§ WHAT YOU WILL DO:
Echo the listing below line for line, word for word, leaving out the pictures.

[Point placement listing]
┌────────

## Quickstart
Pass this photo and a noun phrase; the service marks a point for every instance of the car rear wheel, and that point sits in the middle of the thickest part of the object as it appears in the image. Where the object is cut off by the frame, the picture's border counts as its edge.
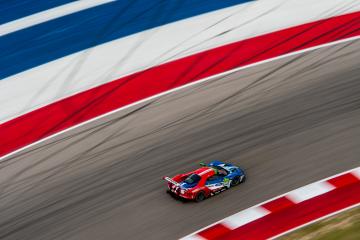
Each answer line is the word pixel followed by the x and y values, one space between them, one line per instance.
pixel 235 181
pixel 243 179
pixel 200 197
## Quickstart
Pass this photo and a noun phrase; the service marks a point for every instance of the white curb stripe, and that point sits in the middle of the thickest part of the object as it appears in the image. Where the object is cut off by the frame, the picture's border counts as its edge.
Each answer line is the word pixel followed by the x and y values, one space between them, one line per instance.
pixel 244 217
pixel 319 186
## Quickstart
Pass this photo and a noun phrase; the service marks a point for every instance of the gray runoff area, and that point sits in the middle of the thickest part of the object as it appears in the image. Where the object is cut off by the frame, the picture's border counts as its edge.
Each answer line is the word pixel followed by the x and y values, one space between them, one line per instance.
pixel 287 123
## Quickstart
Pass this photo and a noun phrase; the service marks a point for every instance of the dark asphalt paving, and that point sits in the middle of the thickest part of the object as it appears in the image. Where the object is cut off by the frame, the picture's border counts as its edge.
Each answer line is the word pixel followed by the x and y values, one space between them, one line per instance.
pixel 287 123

└────────

§ IN RESPONSE:
## Quickstart
Pass this photo and a noun phrase; the service marks a point for every instance of the car rear wheel, and that point sits in the middle of the thickest part of the object as it appears in the image. Where the object is cut off by the frame, the picture's border counts as its edge.
Each answer line is the word pixel followed by the x and y values, one space between them, one line per instance.
pixel 235 181
pixel 243 179
pixel 200 197
## Quickstart
Pass this photo and a noun phrase; the service marks a point for every instance of the white curb stripe, and that point sits in the middle of the thickest part of the object as it appears in the image. Where the object is cut off by the frame, the picture's border counts as its edge.
Each answer line is the word pixel followed by the x and y values, one space between them, one line per instance.
pixel 244 217
pixel 319 186
## Quickstart
Pass this photo and a noun phrase; the service marks a point for every instance of the gray runoff area, and that point sits in the middle of the thickest part of the object as it appears in the image. Where the object is cut off by the frame, the picture's border counts as its edge.
Each answer line is the word pixel followed by the x and y values, one space between them, one line per instance.
pixel 287 123
## Quickstart
Pass this photo and a noun phrase; the service marks a point for every instance of the dark asphalt paving, and that point sits in the middle of the thickest part of the object as it appears in the image. Where the object is cut off by the frame, the picture's border counts as its edge.
Each answer line is the word pixel followed by the x and y values, one space between them, one line per instance.
pixel 287 123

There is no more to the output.